READING TEXT:

□ □ □

So with that irritation already bubbling I settled in for the film, and at first look, the film was ok. It has several prominent female characters and although there are a couple of traditional ‘Bond Girls’ doing the simpering sex thing, there’s also the divine Judi Dench as M, and a female agent who’s working with Bond. Those two are professional women, both doing jobs alongside, or in charge of men. But as you look at the details you realise that they’re actually not shown to be doing those jobs very well and continually need to be rescued or protected by the men around them, accompanied by patronising and derogatory comments.
In isolation it’s possible to see each of these incidents as ok, various remarks can be interpreted as jokes and banter, weaknesses could be an attempt to lower expectations and it’s not like I’m saying that all women have to be shown as perfect (and it’s worth noting that Bond has a fair few troubled moments too) but the relentlessness of it that is either frustrating or insulting. Opportunities for the women to demonstrate their power and competence were ignored in favour of cheap shots and hero moments for the men. I didn’t WANT to feel angry but once I’d started seeing the problems there were just too many of them to overlook.
It’s hard to explain without going into spoilers, so the rest of the article is packed with them
There are five female characters that are given a chunk of screen time:
M – she’s the head of MI6, a position of power and she easily commands the men around her. BUT her competence is endlessly questioned and she’s patronisingly told to retire by a male civilian overseer (ok Dame Judi was 77 at time of filming, but I wish I was as smart and competent as she is). When she’s under attack, Bond entirely takes over the planning and she’s left a passenger to her own protection. Eventually there’s a moment where she’s armed with a gun and is yet unable to defend herself – missing, dropping the gun and getting shot. She makes a quip that she was never any good with guns, but I thought there was going to be a glorious hero moment for her, and instead she had to be rescued by Bond. Then (after being rescued yet again) she dies and is replaced by aforementioned patronising male overseer.

□ □ □

COLLECTED DATA:
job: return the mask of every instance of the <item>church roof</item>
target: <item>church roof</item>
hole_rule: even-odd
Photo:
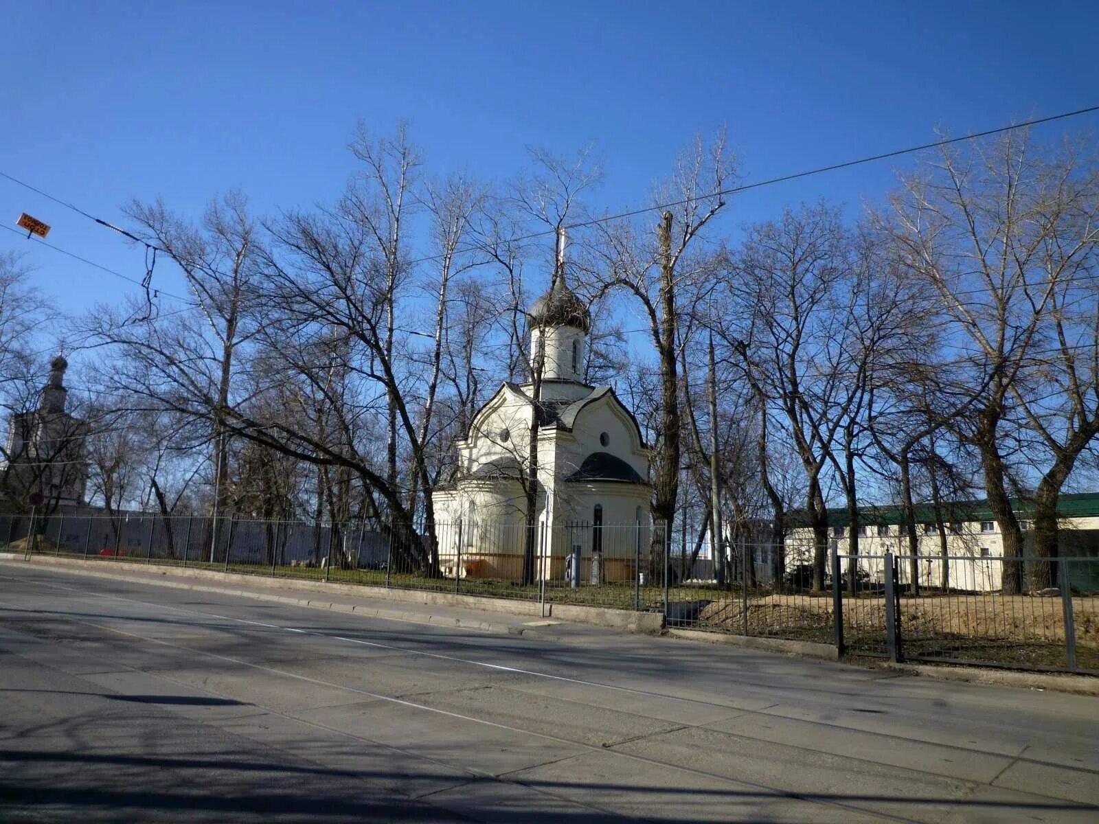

□ □ □

SET TASK:
Answer these questions from the film review:
1. Which actress plays M?
2. How many female characters are given a chunk of screen time?
3. How old was Dame Judi at the time of filming?
The data after the film review is separate material.

EXPECTED ANSWER:
1. Judi Dench
2. Five
3. 77